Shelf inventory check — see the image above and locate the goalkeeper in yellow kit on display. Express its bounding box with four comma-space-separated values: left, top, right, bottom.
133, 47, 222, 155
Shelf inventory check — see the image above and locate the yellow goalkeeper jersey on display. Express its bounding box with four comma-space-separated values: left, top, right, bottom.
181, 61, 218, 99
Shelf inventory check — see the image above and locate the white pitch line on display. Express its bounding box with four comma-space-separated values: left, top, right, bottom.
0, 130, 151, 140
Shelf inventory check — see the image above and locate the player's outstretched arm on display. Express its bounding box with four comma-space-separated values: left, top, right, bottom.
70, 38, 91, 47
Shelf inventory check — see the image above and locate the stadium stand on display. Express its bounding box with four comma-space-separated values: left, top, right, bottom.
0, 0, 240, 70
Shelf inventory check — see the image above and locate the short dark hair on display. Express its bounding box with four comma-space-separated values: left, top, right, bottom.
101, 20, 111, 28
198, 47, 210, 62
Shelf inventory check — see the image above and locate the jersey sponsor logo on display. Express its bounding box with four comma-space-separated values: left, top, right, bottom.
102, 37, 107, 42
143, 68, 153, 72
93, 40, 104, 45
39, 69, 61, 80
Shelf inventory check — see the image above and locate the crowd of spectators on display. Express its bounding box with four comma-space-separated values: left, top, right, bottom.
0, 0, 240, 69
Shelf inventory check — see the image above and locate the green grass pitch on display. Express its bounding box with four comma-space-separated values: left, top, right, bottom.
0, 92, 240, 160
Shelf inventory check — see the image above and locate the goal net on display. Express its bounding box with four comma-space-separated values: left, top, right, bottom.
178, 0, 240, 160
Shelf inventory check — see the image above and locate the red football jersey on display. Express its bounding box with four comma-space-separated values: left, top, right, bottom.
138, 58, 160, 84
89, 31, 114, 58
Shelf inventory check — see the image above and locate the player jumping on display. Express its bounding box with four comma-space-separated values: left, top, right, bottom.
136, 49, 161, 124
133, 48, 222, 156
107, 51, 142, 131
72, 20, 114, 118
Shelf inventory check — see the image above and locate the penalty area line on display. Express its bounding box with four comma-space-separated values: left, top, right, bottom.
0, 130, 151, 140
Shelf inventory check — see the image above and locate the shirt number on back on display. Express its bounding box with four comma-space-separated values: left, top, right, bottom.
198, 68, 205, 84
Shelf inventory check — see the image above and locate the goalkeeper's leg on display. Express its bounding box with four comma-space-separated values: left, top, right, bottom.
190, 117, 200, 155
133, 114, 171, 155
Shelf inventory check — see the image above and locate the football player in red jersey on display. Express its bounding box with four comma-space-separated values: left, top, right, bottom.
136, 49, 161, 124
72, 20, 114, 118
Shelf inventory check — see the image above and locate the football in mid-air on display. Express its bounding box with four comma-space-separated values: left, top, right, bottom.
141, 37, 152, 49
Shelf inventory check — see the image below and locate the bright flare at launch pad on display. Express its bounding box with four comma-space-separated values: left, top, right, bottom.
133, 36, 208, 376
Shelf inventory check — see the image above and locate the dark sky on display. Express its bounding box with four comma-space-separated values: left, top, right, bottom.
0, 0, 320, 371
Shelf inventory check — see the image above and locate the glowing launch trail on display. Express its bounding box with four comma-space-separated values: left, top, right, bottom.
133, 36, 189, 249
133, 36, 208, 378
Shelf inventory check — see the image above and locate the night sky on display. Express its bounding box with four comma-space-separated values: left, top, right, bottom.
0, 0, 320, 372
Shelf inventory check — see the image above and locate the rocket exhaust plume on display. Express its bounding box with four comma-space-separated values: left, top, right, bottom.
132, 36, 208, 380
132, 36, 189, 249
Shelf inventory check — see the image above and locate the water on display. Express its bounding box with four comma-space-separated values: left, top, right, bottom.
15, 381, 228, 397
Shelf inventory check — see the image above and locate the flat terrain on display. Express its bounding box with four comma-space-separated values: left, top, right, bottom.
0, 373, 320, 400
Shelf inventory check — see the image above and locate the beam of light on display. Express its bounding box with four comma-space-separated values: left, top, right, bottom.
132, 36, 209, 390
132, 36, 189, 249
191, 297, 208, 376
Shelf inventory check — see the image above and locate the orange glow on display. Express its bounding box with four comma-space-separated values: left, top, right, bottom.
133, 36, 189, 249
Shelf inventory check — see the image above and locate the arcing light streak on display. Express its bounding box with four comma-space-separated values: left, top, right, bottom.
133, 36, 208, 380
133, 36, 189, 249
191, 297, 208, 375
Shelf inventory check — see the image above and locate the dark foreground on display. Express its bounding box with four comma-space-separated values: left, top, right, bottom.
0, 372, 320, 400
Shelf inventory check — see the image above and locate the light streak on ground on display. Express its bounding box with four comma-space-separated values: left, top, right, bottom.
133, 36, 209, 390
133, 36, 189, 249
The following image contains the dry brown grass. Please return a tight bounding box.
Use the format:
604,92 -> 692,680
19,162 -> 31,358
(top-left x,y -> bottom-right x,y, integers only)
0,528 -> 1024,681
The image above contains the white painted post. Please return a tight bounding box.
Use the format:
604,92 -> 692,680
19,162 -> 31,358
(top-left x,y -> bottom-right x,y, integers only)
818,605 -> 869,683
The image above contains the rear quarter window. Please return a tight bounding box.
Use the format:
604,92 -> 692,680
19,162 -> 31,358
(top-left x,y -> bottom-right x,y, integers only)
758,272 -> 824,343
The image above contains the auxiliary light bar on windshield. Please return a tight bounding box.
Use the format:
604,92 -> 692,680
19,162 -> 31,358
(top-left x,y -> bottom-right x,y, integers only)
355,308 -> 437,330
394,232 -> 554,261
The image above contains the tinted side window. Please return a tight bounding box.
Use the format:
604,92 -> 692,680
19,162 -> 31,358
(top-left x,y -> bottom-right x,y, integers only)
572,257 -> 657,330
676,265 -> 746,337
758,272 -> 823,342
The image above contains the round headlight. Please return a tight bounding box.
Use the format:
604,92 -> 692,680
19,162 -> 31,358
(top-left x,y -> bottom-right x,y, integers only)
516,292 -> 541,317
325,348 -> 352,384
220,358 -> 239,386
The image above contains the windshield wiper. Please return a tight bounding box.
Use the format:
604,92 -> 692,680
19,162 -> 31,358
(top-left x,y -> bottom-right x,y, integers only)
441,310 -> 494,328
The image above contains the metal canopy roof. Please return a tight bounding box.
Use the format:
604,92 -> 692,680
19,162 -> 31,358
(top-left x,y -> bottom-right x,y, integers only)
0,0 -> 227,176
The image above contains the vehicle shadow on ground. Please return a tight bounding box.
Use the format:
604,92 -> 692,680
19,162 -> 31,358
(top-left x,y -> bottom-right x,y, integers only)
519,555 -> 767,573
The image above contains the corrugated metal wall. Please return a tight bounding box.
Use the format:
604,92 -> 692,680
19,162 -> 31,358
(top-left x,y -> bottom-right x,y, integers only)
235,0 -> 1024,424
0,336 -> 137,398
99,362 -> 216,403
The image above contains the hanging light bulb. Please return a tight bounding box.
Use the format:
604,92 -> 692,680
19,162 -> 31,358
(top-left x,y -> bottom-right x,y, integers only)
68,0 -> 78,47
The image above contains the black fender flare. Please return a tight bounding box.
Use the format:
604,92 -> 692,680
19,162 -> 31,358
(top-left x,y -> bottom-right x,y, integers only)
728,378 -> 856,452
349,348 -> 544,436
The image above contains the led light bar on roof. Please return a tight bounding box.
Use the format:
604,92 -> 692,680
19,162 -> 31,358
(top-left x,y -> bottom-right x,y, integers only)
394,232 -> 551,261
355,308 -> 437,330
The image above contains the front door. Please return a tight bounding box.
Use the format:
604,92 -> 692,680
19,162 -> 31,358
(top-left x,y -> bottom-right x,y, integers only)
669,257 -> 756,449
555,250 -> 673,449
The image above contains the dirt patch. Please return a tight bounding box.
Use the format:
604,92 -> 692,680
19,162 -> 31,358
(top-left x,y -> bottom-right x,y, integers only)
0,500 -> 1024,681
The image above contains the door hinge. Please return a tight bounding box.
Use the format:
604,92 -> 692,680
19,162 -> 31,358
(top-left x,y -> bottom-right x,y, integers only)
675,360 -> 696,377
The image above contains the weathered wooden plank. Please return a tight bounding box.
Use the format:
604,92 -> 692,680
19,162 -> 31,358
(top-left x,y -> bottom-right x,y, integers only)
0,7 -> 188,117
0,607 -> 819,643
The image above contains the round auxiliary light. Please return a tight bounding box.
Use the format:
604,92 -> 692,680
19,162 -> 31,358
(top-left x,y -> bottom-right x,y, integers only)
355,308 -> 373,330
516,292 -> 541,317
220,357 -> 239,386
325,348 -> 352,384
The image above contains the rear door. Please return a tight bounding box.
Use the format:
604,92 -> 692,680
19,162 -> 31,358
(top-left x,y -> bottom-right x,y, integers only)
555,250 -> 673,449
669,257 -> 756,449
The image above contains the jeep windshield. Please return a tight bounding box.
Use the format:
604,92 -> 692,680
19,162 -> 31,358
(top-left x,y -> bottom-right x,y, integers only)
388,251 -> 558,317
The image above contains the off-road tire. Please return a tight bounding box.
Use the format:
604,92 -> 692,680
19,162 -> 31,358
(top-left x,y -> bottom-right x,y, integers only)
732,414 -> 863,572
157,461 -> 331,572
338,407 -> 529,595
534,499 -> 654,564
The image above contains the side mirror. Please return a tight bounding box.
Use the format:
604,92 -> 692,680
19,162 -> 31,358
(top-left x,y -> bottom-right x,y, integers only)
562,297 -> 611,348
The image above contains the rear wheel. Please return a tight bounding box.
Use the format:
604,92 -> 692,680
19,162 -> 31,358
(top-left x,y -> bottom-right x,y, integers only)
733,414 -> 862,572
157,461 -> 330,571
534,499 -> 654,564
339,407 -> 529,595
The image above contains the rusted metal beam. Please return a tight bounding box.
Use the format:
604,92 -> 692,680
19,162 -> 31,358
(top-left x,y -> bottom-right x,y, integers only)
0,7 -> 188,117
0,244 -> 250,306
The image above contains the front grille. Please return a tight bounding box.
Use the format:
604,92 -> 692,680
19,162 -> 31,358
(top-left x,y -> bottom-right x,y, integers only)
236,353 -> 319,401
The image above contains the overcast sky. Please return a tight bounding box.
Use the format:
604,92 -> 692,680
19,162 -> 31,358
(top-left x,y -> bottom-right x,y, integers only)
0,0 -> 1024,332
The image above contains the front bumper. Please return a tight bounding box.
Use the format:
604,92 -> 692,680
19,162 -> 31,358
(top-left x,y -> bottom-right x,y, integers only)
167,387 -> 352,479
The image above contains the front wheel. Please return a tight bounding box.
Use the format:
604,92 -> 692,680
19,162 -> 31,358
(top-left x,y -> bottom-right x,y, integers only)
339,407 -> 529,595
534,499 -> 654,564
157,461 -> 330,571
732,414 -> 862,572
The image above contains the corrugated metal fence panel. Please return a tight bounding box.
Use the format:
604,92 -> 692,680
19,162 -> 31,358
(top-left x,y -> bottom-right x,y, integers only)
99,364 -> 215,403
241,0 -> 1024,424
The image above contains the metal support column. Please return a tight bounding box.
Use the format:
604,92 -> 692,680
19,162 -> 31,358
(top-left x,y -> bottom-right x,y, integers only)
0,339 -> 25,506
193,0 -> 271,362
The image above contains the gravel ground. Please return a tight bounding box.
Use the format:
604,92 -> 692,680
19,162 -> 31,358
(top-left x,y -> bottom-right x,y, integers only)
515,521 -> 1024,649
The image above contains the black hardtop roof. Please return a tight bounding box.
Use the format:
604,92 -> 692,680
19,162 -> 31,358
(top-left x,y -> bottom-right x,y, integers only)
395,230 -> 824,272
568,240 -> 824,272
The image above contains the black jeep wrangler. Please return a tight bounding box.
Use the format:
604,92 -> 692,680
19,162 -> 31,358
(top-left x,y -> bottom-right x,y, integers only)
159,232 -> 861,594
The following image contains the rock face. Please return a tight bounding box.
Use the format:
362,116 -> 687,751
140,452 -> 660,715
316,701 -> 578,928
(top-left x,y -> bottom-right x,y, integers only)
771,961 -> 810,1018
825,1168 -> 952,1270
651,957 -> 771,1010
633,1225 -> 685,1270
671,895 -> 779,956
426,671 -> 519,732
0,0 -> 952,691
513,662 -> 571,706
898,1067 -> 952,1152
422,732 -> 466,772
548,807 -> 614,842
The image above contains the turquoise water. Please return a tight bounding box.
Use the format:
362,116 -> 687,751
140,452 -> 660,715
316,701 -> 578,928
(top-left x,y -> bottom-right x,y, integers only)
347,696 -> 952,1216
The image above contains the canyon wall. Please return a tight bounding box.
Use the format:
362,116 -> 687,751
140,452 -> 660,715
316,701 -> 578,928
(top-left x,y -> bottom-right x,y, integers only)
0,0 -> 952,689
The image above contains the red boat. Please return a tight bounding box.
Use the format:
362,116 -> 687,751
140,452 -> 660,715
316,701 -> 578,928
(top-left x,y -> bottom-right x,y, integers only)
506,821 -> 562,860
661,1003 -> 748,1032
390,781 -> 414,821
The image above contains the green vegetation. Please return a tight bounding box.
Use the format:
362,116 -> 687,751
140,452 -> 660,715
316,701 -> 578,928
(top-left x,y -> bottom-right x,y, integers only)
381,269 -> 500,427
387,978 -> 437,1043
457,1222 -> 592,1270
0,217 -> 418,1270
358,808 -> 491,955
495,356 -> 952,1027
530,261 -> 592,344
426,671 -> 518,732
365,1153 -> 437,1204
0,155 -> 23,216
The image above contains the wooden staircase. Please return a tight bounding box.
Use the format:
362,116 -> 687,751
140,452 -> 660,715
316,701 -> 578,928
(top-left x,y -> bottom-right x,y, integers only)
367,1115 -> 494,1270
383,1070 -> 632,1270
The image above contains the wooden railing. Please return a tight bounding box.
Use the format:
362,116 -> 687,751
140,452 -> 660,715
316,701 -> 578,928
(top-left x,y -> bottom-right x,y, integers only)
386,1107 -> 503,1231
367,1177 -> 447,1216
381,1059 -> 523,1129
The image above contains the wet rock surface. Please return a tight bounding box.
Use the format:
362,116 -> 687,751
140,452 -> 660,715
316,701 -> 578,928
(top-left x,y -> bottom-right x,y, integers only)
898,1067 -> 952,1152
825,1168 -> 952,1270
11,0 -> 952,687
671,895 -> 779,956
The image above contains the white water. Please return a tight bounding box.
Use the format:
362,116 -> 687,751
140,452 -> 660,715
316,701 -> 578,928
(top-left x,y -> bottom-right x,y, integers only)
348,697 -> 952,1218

-----

- **WHAT YOU SHOULD DO**: Starting at the line that contains "The image above contains the red" and ending after the line that contains "390,781 -> 414,821", copy the data again, swapping "tight bounding box" for "precise bounding box" and leaving everything else unchanged.

- **OUTPUT OF THE TASK**:
The image above contains the red boat. Please return a precise bounding box.
Use the format:
362,116 -> 687,751
140,452 -> 660,715
316,701 -> 578,928
(top-left x,y -> bottom-right x,y, integers only)
506,821 -> 562,860
661,1003 -> 748,1032
390,781 -> 414,821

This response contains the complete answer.